__Exercise text__.
Friday, October 1, 2010

Get Healthy for the Future!

An experiment: a soundtrack for this blog post. Go here and listen to that in the background while reading! (There's no video to speak of, so don't feel you're missing anything while not watching.) It's THE WAVE OF THE FUTURE.

Speaking of the future...

I had a thought the other day while riding my bike for some much-needed get-out-of-the-house exercise. It's often said that our technological innovation increases at an accelerating rate. It's not a great leap to believe that within this century, we will see at least a few of the most mind-boggling amazing technologies from science-fiction and futurist prediction:

Space tourism, nanomachines (good ol' nanomachines), AI, teledildonics and giant mind-controlled mechas, virtual reality, mood organs, or, most relevantly to this post, curing aging.

So I thought:
Wouldn't it suck something awful if I got old, decrepit or died before these technologies were achieved?

__Data to examine__.
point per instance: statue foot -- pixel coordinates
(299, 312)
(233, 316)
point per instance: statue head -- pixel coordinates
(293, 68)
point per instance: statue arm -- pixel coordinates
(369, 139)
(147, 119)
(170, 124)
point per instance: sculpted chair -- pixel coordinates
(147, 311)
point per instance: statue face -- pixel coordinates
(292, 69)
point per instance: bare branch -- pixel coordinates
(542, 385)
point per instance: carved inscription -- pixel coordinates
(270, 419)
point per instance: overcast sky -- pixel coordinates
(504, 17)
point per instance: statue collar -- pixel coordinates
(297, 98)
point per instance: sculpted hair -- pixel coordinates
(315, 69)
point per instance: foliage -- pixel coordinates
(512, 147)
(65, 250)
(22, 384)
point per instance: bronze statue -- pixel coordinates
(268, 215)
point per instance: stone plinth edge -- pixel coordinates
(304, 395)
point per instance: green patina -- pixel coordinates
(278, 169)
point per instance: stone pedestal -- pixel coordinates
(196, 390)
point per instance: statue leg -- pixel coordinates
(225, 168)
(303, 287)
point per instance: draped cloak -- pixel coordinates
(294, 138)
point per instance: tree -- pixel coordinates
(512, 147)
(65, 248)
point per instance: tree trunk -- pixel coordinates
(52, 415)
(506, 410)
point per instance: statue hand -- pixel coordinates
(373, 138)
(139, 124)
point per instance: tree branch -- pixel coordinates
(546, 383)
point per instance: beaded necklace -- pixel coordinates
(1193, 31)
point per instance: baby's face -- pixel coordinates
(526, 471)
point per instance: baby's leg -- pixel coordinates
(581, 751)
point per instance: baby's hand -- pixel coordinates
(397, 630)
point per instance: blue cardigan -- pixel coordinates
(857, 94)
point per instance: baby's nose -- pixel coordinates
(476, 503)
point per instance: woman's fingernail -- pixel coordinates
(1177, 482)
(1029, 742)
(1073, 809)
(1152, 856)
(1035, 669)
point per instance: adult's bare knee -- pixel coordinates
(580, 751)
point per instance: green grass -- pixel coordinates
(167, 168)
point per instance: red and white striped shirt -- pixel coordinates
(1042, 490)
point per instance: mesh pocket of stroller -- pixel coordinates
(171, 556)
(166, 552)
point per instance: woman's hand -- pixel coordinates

__Tasks to carry out__.
**1)** According to the blog post, what activity was the writer doing when the thought came up?
**2)** Reproduce the passage of the blog post starting at "Speaking of the" and ending at "technologies were achieved?".

__Responses to the exercise__.
**1)** Riding a bike for some much-needed get-out-of-the-house exercise.

**2)**
Speaking of the future...

I had a thought the other day while riding my bike for some much-needed get-out-of-the-house exercise. It's often said that our technological innovation increases at an accelerating rate. It's not a great leap to believe that within this century, we will see at least a few of the most mind-boggling amazing technologies from science-fiction and futurist prediction:

Space tourism, nanomachines (good ol' nanomachines), AI, teledildonics and giant mind-controlled mechas, virtual reality, mood organs, or, most relevantly to this post, curing aging.

So I thought:
Wouldn't it suck something awful if I got old, decrepit or died before these technologies were achieved?